▶ _DIRECTIVE A_
Pick out every line of the entries below that contains the word "flower", and copy each such line. Case counts.

▶ _TEXT_
Max Matson, columnist
It’s 1983, and Roberto Duran is geared for a comeback following the large stain on his boxing record that was his “No Mas” fight against Sugar Ray Leonard. Over the years, Duran had fallen into a slump. He looked beat up, he looked old. But on the day of his championship bout with young Jr. middleweight champ from the Bronx, Davey Moore, Duran looked like a snarling animal, months of vigorous training culminating in one final moment of excellence. From the second the bell rung to the second that referee Ernesto Magana finally ended the beating in the eighth round, it was clear that Moore had no business being in the same ring as the elder Duran.

▶ _DATA LISTING_
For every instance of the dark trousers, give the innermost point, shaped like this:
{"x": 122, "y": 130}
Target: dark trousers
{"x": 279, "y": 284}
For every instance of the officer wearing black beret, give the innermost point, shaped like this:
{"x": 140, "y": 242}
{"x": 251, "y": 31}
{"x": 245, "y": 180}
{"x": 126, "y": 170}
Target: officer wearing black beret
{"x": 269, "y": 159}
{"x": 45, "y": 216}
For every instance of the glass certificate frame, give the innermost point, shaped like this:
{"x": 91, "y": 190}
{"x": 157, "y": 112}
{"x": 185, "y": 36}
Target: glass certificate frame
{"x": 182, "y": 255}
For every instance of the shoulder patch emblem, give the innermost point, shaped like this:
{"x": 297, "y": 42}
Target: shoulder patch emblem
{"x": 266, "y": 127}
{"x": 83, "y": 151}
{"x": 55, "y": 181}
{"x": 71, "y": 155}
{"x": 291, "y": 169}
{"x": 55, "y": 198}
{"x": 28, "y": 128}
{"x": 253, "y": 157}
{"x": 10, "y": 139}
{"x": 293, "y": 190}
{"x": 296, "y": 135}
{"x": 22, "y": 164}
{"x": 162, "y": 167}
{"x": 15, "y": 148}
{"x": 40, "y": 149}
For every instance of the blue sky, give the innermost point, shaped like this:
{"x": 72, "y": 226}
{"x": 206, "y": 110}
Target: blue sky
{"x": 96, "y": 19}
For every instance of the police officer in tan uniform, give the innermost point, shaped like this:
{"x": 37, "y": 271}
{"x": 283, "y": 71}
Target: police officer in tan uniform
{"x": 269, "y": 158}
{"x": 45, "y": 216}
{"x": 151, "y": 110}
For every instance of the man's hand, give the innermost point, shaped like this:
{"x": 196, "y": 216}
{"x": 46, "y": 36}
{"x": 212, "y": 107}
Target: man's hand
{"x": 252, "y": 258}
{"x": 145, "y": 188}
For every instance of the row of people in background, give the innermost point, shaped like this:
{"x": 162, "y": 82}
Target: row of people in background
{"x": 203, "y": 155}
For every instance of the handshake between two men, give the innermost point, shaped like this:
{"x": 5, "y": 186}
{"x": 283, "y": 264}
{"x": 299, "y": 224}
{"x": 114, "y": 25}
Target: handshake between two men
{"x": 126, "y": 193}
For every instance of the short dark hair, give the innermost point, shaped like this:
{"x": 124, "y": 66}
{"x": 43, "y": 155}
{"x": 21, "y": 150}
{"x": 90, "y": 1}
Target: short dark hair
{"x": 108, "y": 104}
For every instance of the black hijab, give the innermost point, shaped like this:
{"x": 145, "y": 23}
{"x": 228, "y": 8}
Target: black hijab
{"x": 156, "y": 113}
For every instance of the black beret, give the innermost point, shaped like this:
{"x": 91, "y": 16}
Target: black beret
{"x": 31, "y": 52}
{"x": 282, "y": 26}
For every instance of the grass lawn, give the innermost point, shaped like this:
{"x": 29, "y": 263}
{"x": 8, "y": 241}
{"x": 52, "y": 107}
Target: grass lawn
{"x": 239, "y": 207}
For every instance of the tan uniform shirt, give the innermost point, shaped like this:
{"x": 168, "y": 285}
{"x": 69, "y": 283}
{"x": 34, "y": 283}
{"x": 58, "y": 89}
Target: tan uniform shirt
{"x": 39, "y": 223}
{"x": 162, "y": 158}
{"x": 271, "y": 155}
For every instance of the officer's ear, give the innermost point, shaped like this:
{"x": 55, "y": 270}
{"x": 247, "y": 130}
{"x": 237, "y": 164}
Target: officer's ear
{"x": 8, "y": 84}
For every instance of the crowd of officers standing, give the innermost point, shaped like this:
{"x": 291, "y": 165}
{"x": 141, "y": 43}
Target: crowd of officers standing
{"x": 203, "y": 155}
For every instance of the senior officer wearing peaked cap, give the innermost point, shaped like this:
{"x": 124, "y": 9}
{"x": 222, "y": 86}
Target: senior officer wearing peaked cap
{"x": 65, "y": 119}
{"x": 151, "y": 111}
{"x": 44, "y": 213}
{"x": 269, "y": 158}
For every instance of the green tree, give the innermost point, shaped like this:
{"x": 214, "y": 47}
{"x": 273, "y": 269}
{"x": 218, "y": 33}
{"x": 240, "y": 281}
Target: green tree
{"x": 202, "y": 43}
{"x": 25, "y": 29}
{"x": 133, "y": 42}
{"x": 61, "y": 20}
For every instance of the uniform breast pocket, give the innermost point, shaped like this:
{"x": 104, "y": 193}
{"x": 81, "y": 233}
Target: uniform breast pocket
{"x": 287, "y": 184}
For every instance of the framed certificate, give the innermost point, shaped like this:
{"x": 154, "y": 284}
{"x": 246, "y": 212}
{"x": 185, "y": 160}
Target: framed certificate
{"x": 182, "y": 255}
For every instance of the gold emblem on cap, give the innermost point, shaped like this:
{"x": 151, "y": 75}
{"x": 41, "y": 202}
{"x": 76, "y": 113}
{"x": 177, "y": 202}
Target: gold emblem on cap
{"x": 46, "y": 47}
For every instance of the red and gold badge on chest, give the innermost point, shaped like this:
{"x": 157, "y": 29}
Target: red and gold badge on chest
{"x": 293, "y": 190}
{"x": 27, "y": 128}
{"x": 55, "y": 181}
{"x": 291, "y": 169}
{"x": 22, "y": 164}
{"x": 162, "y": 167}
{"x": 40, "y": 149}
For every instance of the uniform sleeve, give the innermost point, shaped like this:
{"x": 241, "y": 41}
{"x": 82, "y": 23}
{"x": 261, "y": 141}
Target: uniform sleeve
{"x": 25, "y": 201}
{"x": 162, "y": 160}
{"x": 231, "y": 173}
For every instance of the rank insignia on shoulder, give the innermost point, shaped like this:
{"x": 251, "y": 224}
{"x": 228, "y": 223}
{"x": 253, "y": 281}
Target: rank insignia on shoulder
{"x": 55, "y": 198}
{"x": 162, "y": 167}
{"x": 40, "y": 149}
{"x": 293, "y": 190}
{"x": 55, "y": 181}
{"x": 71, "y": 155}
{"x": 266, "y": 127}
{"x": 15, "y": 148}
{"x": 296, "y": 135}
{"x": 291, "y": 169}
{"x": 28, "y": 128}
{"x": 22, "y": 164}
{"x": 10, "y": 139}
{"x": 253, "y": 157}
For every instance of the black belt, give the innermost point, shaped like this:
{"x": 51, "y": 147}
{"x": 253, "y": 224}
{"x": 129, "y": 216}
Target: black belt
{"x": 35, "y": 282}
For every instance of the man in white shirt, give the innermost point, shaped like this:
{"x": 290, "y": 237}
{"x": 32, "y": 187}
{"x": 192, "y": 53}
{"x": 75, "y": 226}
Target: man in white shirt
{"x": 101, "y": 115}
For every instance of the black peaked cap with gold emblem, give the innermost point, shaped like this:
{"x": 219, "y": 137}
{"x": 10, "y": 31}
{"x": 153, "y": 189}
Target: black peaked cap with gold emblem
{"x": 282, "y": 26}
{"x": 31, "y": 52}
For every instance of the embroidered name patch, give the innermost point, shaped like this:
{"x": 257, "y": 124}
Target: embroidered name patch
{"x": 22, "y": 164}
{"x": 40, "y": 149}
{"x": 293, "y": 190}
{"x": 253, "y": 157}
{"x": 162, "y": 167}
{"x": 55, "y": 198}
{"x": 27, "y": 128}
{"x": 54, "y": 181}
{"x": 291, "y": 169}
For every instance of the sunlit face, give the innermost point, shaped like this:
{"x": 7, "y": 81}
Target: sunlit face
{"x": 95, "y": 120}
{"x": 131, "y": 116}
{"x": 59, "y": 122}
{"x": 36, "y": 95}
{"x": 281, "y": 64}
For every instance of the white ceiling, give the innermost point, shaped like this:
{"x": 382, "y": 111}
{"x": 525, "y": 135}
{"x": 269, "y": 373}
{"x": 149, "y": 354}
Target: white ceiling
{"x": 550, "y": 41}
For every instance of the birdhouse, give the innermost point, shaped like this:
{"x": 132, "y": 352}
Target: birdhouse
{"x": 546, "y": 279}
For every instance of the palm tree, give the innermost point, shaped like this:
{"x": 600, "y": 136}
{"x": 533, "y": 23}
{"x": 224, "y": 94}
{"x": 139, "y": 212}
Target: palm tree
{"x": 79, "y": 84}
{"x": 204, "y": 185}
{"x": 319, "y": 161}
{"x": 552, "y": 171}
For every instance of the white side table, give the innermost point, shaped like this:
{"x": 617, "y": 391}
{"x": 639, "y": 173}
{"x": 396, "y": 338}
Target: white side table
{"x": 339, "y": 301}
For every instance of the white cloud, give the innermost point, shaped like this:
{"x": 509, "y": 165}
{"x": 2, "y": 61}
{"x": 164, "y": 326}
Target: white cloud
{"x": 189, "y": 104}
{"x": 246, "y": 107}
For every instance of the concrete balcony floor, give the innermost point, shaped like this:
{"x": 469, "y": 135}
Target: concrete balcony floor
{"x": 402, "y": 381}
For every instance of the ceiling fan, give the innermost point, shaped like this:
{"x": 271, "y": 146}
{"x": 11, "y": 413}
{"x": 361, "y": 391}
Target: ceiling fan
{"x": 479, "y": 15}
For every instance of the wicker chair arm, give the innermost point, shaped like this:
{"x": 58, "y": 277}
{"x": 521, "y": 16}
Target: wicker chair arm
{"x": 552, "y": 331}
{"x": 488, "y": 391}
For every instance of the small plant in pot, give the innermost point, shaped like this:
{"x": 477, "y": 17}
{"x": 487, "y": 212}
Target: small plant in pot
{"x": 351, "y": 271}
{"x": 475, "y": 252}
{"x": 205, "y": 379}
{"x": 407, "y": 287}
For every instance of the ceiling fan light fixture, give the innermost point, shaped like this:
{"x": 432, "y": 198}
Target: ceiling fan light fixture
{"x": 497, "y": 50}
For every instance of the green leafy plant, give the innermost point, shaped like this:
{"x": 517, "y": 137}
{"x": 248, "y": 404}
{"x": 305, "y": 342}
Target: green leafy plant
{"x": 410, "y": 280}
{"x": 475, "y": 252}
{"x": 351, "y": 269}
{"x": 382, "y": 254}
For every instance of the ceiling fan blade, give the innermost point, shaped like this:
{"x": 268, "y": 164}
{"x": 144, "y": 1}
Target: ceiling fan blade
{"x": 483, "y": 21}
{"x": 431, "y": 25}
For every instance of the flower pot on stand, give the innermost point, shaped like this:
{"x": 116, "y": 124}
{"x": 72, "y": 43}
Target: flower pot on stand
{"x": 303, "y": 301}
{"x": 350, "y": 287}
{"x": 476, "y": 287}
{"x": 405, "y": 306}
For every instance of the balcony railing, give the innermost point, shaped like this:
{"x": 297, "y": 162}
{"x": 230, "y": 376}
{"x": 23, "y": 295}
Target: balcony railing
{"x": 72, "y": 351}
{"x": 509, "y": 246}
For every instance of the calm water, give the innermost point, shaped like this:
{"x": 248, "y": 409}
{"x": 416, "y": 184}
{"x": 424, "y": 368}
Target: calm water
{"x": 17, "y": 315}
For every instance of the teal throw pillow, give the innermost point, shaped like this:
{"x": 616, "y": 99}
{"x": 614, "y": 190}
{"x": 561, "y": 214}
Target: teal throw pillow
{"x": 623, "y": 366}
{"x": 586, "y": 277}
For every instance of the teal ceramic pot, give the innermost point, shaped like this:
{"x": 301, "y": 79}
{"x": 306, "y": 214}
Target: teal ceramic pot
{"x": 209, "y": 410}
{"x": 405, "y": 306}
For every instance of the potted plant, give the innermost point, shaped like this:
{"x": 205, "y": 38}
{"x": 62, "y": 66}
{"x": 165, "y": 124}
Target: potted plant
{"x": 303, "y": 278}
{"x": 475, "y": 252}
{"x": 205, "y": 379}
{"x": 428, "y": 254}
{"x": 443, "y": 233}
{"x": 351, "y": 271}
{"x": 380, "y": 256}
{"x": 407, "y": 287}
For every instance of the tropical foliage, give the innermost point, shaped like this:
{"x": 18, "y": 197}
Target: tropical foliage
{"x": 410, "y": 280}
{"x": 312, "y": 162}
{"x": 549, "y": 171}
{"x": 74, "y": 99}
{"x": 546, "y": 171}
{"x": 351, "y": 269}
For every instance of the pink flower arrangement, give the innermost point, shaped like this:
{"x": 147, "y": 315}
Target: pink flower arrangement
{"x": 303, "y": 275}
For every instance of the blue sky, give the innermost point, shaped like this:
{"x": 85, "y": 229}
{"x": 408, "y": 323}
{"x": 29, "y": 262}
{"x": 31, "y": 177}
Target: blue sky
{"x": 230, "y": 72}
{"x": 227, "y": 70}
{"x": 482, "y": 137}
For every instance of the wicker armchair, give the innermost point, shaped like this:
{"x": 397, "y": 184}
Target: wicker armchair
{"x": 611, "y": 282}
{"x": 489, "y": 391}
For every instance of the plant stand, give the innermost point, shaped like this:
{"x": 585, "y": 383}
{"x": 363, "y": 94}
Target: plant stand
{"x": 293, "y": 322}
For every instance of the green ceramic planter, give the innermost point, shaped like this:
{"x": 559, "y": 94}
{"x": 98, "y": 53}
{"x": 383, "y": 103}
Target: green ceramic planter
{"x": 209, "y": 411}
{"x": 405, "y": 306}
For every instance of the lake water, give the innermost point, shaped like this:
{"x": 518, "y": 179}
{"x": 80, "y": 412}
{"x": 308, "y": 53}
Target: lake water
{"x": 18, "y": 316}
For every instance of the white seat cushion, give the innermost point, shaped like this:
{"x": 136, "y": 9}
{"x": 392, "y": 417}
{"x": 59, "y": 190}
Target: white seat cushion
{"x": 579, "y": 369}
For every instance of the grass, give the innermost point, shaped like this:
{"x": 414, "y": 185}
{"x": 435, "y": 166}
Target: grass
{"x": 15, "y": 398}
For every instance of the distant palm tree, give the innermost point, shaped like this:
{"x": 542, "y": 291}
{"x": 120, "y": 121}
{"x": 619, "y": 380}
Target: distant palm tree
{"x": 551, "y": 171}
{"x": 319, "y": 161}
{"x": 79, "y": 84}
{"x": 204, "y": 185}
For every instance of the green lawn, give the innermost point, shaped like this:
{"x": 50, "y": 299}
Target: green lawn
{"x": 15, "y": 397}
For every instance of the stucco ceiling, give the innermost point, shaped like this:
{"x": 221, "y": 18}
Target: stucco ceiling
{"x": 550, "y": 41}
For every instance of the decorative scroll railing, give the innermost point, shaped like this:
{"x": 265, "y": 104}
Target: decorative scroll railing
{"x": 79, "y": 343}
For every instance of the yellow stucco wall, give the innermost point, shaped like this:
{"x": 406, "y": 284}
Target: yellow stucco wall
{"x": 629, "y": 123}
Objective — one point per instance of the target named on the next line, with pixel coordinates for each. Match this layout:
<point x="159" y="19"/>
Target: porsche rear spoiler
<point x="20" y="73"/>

▶ _DIRECTIVE B_
Answer these questions from the column on Roberto Duran:
(i) In what year is the comeback set?
(ii) Where was Davey Moore from?
(iii) Who was the referee who ended the fight, and in which round?

▶ _WRITTEN ANSWER A_
For every instance of the flower pot on stand, give the innermost point, shaped like this:
Target: flower pot on stand
For every instance of the pink flower arrangement, give the innermost point, shaped like this:
Target: pink flower arrangement

▶ _WRITTEN ANSWER B_
(i) 1983
(ii) The Bronx
(iii) Ernesto Magana, in the eighth round